-- Excerpted passage start --
#### A Quick Demo for the Mixture of Joint Distributions (MJD) Algorithm with a One-Hidden-Layer Neual Network

In [1]:
import torch
import numpy as np
import torch.nn as nn
import torch.optim as optim
import torch.nn.functional as F
from torchmin import minimize

In [2]:
# define the one-hidden-layer neural network model
class NeuralNet(nn.Module):
    def __init__(self, input_size=1000, hidden_size=100, output_size=10):
        super(NeuralNet, self).__init__()
        self.fc1 = nn.Linear(in_features=input_size, out_features=hidden_size, bias=True)
        self.fc2 = nn.Linear(in_features=hidden_size, out_features=output_size, bias=True)
    def forward(self, X):
        FX = F.relu(self.fc1(X)) # hidden layer activation features
        prob = F.softmax(self.fc2(FX), dim=1) # probability output
        return FX, prob

In [3]:
# wrap the Mixture of Joint Distributions (MJD) algorithm as a class, following the sklearn style
class MJD:
    """
    In the training procedure, the total batch size per iteration is: batch_size * num_class * num_domain
    For instance, if there are 5 domains with 68 classes in each domain, 
    then batch_size=4 means drawing 4 samples from every class in every domain,
    resulting in 4*68*5 samples in the total batch size.
    """
-- Excerpted passage end --
-- Data supplied start --
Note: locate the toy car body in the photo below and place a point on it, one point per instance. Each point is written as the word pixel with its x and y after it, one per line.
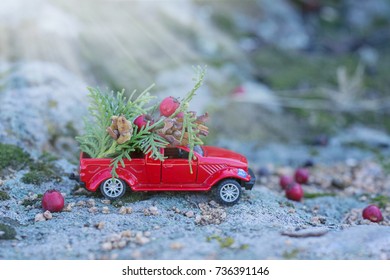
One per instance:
pixel 225 170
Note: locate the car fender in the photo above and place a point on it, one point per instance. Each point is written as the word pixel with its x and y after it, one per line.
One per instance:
pixel 221 175
pixel 123 174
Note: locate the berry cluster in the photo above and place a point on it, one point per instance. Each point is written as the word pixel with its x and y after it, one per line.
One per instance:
pixel 293 188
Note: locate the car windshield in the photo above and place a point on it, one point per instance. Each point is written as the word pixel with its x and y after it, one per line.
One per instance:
pixel 198 149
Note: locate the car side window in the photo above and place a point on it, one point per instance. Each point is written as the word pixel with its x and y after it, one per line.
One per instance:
pixel 137 154
pixel 175 153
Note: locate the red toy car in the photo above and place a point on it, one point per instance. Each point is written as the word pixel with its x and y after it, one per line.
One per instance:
pixel 226 170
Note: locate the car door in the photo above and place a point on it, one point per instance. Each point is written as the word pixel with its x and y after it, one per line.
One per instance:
pixel 176 169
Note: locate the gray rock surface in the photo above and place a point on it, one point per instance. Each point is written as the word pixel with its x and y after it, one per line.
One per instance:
pixel 252 229
pixel 40 107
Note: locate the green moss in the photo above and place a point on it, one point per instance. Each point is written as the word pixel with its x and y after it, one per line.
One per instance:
pixel 7 232
pixel 4 195
pixel 12 157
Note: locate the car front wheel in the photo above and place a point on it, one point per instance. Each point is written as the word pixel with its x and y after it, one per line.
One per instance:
pixel 113 188
pixel 229 192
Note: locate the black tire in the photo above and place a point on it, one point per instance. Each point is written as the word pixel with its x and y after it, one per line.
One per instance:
pixel 113 188
pixel 228 192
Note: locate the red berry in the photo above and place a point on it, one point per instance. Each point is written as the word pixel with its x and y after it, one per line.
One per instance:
pixel 372 213
pixel 168 106
pixel 301 175
pixel 285 181
pixel 180 115
pixel 294 192
pixel 142 120
pixel 53 201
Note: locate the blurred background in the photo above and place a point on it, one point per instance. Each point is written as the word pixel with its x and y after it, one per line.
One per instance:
pixel 285 78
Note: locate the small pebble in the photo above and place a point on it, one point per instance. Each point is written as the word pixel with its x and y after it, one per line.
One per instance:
pixel 100 225
pixel 47 214
pixel 107 246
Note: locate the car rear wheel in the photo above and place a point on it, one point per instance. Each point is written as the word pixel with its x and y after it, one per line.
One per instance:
pixel 229 192
pixel 113 188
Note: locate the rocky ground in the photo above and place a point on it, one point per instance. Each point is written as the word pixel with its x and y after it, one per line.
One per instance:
pixel 304 84
pixel 327 224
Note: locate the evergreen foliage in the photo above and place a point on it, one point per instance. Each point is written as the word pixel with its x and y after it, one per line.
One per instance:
pixel 97 143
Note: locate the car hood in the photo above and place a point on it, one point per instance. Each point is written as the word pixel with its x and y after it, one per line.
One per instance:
pixel 228 156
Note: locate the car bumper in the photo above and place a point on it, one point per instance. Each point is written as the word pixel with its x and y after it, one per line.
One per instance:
pixel 76 177
pixel 249 185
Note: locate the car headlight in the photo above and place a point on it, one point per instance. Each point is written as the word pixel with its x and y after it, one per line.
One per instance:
pixel 242 173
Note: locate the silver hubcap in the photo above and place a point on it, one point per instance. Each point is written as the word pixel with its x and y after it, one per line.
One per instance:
pixel 229 192
pixel 113 187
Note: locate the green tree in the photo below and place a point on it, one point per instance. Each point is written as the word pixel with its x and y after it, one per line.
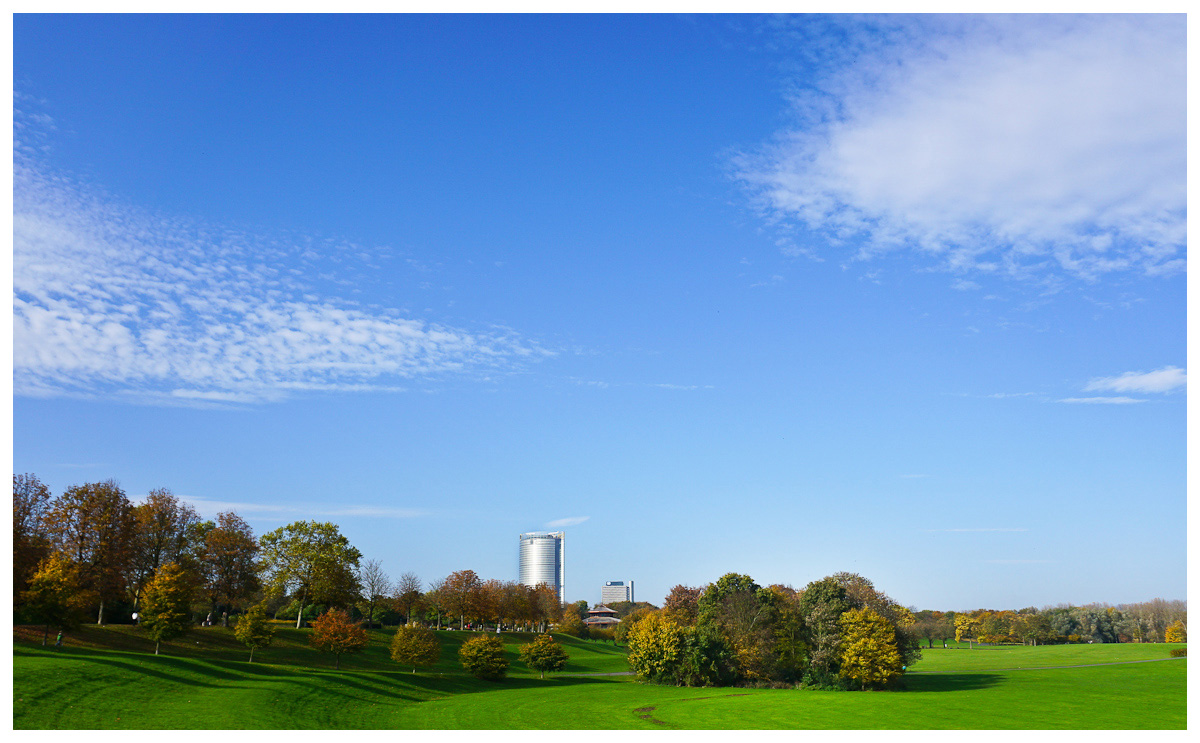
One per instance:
pixel 822 603
pixel 163 527
pixel 335 633
pixel 460 593
pixel 53 597
pixel 93 523
pixel 253 629
pixel 484 658
pixel 415 646
pixel 229 562
pixel 313 561
pixel 407 597
pixel 869 652
pixel 166 604
pixel 544 654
-- Data supplied end --
| Prompt A |
Put the lines of the entries into a Markdown table with columns titled Row and Line, leaving out blank lines. Begin at the line that has "Note: locate the car bumper" and stop after the line that has "pixel 113 187".
| Prompt B |
Write what comes next in the MJD algorithm demo, picking up right after its final line.

| Final answer A |
| Row | Line |
|---|---|
| 1 | Note: locate the car bumper in the photo above and place a point on it, one point per instance. Each point is written as the word pixel with its x and y after it, one per line. |
| 2 | One per instance: |
| 3 | pixel 76 177 |
| 4 | pixel 249 185 |
| 5 | Note: locate the car headlight in the photo above and place a point on it, one point per instance. Each point is written as the word pixel with its x and y after it, one per line. |
| 6 | One per instance: |
| 7 | pixel 242 173 |
| 8 | Note: locate the silver hubcap in the photo above and place a point on it, one point per instance. Each point is written as the word pixel with its x and y after it, one per line. |
| 9 | One per instance: |
| 10 | pixel 229 192 |
| 11 | pixel 113 187 |

| Final answer B |
    def __init__(self, input_size=1024, hidden_size=512, output_size=68, seed=1000, device=torch.device('cpu'),
                 epoch_pretrain=200, epoch=200, lamda=1, epsilon=1e-3, batch_size=4, lr=1e-3, log=False):
        args_values = locals()
        args_values.pop("self")
        for arg,value in args_values.items():
            setattr(self, arg, value)
            
    def fit(self, X_list, y_list, Xt, yt):
        class_labels = np.unique(y_list[0])
        n, c = len(X_list), len(class_labels) # number of source domains, number of classes
        # generate random target labels
        yt_rand = np.random.choice(a=class_labels, size=len(Xt), replace=True, p=1.0 * np.ones(c) / c) 
        X_list.append(Xt), y_list.append(yt_rand)
        
        # define the neural network instance and the optimizer
        torch.manual_seed(self.seed)
        net = NeuralNet(input_size=self.input_size, hidden_size=self.hidden_size, output_size=self.output_size).to(self.device)
        optimizer = optim.SGD(params=net.parameters(), lr=self.lr, momentum=0.9)
        
        #=====pretrain the network to estimate the pseudo target labels=======
        print('Pretraining...')
        for epoch in range(self.epoch_pretrain):
            dataset_loaders, l = [], 0
            for X, y in zip(X_list, y_list):
                for i, counts in zip(*np.unique(y, return_counts=True)):
                    dataset = np.hstack((X[y==i], y[y==i][:,None], l * np.ones((counts,1))))
                    dataset_loaders.append(torch.utils.data.DataLoader(dataset=torch.tensor(dataset),
                                                                       batch_size=self.batch_size, shuffle=True, drop_last=False))
                l = l + 1 # source domain labels {0, ..., n-1}, target domain label n
            
            log_loss, m_log_loss = 0.0, 0.0
            for batches in zip(*dataset_loaders):
                Xyl = torch.cat(batches, dim=0)
                X, y, l = Xyl[:,:-2].to(self.device,torch.float32), Xyl[:,-2].to(self.device,torch.int64), Xyl[:,-1].to(self.device,torch.int64)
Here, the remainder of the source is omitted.